▸ RECORDS FOR THE TASK:
+ + + +

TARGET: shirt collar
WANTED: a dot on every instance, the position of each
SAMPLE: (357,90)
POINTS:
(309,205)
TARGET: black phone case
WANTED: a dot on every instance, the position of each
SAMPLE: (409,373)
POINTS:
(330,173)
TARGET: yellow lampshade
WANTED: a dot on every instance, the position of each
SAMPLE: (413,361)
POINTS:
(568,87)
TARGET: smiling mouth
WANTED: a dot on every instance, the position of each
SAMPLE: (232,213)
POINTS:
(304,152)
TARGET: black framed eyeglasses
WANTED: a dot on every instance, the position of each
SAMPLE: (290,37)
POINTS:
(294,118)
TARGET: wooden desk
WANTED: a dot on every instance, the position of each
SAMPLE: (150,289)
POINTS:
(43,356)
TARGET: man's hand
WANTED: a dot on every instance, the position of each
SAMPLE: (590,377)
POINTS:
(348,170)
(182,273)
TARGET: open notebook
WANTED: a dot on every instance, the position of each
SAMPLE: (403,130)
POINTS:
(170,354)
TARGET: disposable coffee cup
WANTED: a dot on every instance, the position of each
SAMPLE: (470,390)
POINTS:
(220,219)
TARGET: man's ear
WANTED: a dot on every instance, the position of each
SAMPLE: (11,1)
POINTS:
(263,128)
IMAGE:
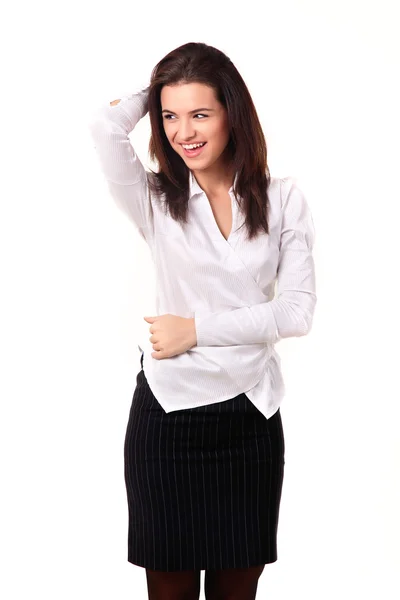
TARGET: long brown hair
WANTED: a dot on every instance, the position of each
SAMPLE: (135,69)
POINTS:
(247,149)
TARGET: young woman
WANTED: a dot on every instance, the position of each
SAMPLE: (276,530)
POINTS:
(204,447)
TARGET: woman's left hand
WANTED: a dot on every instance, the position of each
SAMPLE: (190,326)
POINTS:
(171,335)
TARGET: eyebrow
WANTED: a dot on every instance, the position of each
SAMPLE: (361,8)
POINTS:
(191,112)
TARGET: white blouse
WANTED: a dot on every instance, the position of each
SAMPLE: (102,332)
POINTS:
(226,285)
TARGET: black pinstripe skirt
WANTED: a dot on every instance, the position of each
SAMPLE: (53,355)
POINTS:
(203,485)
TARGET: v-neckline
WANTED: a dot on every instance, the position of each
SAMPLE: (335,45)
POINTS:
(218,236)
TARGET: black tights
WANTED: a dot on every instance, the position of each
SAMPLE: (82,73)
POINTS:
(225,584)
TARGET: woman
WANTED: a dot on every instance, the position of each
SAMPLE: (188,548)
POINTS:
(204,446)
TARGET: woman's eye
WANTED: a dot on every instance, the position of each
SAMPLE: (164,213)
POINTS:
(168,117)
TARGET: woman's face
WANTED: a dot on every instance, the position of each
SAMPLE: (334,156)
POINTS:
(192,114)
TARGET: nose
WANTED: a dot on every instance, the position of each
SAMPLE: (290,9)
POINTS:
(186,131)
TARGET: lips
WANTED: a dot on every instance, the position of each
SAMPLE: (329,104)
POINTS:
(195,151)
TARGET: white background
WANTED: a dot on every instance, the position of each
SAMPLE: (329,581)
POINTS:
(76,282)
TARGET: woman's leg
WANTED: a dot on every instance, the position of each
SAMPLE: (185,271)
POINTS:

+ + + +

Starting at the line above that holds "SAMPLE: (413,361)" and ending at the line that holds "SAMPLE: (590,377)", transcribe each line exactly and include no other lines.

▸ EXERCISE ANSWER:
SAMPLE: (413,361)
POINTS:
(568,87)
TARGET: smiling mouth
WANTED: a dot on every instance, the position of each
SAMPLE: (232,213)
POINTS:
(304,152)
TARGET: black framed eyeglasses
WANTED: a dot on every instance, the position of each
SAMPLE: (290,37)
POINTS:
(294,118)
TARGET: wooden desk
WANTED: a dot on every instance, the position of each
SAMPLE: (150,289)
POINTS:
(43,356)
TARGET: man's hand
WANTED: a dot on every instance, the position of each
SAMPLE: (590,377)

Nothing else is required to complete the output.